## SHORT EXERCISE
Copy out the material below, swapping every "where should I look" for "where do I look" and leaving everything else as it is.

===

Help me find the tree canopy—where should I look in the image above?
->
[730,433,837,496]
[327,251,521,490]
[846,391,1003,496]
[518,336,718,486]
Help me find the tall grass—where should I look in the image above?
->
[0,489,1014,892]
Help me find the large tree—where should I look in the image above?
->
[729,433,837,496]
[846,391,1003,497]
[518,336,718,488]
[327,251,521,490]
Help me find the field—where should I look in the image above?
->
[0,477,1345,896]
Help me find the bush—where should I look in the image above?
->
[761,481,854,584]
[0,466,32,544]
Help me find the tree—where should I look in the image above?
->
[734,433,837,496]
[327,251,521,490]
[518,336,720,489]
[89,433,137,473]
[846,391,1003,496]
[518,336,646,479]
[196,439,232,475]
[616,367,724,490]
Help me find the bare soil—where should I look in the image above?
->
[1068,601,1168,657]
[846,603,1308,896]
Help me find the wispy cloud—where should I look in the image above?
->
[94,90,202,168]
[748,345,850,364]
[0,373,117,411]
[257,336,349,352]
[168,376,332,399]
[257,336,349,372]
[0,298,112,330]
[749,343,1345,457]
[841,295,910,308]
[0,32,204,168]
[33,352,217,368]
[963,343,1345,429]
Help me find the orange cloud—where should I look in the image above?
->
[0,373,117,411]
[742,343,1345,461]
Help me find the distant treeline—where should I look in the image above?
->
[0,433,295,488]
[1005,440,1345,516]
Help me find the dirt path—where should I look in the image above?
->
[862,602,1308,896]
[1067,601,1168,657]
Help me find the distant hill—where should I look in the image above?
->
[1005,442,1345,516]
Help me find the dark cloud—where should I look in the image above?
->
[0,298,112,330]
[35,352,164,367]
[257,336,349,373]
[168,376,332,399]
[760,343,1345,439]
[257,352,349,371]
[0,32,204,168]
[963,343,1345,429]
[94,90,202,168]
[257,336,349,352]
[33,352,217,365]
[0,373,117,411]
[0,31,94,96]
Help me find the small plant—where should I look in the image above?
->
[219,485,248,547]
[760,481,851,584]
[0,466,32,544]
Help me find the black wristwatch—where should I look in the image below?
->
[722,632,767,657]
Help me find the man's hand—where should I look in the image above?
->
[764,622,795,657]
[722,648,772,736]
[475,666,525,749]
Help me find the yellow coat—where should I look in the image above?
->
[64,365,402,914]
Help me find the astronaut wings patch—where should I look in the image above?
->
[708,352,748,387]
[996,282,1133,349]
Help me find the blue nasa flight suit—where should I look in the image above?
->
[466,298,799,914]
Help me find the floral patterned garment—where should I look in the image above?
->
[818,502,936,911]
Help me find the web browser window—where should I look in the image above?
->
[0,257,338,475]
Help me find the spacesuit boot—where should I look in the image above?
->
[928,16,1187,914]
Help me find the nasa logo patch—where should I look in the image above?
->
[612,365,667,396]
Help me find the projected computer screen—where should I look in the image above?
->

===

## RESULT BELOW
Help me find the tree canopy—where do I look in the image above?
->
[730,433,837,496]
[327,251,521,490]
[846,391,1003,496]
[518,336,718,486]
Help me find the tall grass—where do I look in the image above?
->
[0,489,1014,892]
Help me find the large tree—where do I look in the image above?
->
[729,433,837,496]
[846,391,1003,497]
[518,336,718,488]
[327,251,521,490]
Help me find the field—where do I look in the image above?
->
[0,477,1345,896]
Help me find the bush—where do I look in the image above?
->
[761,481,854,584]
[0,466,32,544]
Help me find the tree—where do I look in the image above?
->
[734,433,837,496]
[327,251,521,490]
[518,336,720,489]
[89,433,137,473]
[846,391,1003,496]
[518,336,646,479]
[196,439,232,475]
[616,367,724,490]
Help me find the bare soil—where do I look in the image above?
->
[1068,601,1168,657]
[846,603,1308,896]
Help me find the wispy cloud—where do I look in the image above?
->
[94,90,202,168]
[748,345,850,364]
[0,373,117,411]
[257,336,349,352]
[168,376,332,399]
[257,336,349,372]
[0,298,112,330]
[749,343,1345,457]
[841,295,910,308]
[0,32,204,168]
[33,352,217,368]
[963,343,1345,429]
Help me find the orange cloud—where do I look in the image above?
->
[0,373,117,411]
[742,343,1345,461]
Help me find the distant treeline—where do I look in the image above?
->
[0,433,295,488]
[1005,440,1345,516]
Help me find the dirt path—where do I look in the image above?
->
[862,602,1308,896]
[1067,601,1168,657]
Help me find the distant hill—where do I look in the image above?
->
[1005,442,1345,516]
Help me find the dark cloud—where do I look in the image above?
->
[0,298,112,330]
[35,352,164,367]
[257,336,349,373]
[168,376,332,399]
[760,343,1345,439]
[257,352,349,371]
[0,32,204,168]
[963,343,1345,429]
[94,90,202,168]
[257,336,349,352]
[33,352,217,365]
[0,373,117,411]
[0,31,94,96]
Help me find the small plant—where do I look in the image above?
->
[219,485,248,547]
[760,481,851,584]
[0,466,32,544]
Help me find the black wristwatch—where do I look in the image below?
->
[722,632,767,657]
Help me find the man's hand—where do I look in the image above?
->
[764,622,795,657]
[722,648,772,736]
[475,666,525,749]
Help me find the yellow coat—where do I look in the image above?
->
[64,365,402,914]
Help me find the astronaut wings patch—where do I look in the image above?
->
[708,352,748,387]
[996,282,1133,349]
Help me find the blue nasa flight suit—where do I look in the image above?
->
[466,298,799,914]
Help me find the floral patterned garment—where do I look in the image above?
->
[818,502,936,911]
Help me find the web browser window—where do I look in the image above?
->
[0,257,338,475]
Help me find the spacesuit boot—where do I look in the image above?
->
[928,16,1187,914]
Help me find the nasa logo patch—where do I look in the image above?
->
[612,365,667,396]
Help me find the projected computer screen—where do I look in the image above?
->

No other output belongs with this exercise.